The records.
[start]
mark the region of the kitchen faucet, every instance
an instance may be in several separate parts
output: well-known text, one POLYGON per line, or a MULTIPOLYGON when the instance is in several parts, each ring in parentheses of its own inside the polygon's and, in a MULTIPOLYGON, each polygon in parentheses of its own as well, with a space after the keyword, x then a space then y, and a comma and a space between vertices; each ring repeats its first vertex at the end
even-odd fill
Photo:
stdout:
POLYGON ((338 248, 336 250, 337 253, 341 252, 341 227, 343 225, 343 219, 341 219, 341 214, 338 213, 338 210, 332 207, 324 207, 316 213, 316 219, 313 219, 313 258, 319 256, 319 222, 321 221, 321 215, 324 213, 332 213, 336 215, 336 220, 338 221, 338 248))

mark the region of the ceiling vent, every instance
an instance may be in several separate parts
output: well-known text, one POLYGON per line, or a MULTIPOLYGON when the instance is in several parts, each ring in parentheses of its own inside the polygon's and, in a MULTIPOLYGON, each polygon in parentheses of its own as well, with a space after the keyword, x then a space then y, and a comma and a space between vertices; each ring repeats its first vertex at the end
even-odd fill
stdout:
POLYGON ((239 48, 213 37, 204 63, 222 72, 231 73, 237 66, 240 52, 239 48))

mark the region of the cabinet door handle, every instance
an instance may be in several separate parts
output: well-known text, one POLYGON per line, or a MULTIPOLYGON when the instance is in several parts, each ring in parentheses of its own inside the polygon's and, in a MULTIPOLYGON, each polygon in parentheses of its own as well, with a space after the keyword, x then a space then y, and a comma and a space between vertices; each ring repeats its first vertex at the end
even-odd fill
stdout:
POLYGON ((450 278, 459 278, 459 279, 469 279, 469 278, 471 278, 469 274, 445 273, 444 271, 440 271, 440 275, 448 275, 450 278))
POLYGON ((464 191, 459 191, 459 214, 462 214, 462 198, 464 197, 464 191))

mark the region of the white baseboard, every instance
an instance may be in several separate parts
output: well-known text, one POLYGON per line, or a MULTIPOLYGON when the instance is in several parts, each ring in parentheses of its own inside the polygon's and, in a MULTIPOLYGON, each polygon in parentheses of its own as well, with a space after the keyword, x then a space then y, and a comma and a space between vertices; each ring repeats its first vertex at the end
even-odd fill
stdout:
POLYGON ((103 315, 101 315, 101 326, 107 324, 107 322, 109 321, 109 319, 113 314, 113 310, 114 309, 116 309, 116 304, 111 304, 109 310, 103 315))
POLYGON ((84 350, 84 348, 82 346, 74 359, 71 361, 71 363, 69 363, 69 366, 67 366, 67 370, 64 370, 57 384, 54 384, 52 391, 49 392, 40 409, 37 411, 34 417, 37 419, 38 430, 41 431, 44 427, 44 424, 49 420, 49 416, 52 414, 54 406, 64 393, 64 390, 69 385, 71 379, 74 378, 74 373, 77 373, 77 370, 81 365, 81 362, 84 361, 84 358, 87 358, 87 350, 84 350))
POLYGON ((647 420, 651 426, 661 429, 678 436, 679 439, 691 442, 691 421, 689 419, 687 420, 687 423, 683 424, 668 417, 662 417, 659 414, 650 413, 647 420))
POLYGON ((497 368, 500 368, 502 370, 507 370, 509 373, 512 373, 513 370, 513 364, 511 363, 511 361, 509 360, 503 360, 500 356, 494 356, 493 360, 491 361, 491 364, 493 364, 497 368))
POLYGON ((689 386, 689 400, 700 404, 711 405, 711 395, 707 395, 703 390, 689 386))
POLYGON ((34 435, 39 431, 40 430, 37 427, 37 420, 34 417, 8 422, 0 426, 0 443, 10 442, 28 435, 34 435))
[end]
Problem to work on.
How many lines of the records above contain the word "mark"? Reply with the number only.

Problem solution.
4